→ **PROBLEM STATEMENT**
Please retype only the lines below that run from the one containing "fan shown in this photo." through the last line, both included, without altering a word.

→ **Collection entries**

============

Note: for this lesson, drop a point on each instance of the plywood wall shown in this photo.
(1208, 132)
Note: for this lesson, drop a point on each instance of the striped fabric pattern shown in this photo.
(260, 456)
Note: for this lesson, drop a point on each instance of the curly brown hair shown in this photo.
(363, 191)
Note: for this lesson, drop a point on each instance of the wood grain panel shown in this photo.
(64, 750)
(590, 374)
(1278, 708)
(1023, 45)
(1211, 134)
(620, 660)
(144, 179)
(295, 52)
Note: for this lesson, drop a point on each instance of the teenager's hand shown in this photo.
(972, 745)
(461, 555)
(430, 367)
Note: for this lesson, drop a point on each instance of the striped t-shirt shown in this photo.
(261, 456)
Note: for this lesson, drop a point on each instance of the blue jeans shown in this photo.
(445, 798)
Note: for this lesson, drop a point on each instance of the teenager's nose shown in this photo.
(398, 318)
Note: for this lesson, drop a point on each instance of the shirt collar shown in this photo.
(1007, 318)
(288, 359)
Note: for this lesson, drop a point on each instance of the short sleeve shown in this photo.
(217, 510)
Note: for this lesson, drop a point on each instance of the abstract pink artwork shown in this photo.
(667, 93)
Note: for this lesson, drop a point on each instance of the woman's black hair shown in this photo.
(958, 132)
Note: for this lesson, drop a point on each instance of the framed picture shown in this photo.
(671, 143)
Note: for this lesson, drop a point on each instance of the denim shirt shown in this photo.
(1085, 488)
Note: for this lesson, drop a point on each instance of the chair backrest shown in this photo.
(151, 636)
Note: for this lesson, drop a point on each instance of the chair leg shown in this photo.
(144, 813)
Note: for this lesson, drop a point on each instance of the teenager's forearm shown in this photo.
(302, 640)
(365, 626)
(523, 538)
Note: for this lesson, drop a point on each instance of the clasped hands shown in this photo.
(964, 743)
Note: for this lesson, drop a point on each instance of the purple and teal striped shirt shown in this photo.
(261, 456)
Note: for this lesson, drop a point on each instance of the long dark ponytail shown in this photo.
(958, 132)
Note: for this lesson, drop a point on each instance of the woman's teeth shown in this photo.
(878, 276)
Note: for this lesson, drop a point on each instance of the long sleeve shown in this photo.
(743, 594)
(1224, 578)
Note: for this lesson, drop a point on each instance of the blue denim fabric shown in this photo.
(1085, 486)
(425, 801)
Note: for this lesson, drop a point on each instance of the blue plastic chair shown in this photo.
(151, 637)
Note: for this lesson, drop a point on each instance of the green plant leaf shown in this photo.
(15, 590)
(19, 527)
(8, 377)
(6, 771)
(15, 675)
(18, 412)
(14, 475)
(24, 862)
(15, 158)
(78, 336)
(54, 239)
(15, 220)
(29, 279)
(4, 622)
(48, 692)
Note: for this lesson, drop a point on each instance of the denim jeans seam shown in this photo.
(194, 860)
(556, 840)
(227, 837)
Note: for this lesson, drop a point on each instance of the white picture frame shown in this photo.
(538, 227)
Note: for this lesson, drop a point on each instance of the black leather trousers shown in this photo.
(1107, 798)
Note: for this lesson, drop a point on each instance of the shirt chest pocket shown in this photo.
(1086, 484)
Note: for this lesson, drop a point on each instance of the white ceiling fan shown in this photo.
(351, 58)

============

→ **THE ANSWER**
Note: for this lesson, drop a point on each instance of the white ceiling fan shown in this photo.
(351, 58)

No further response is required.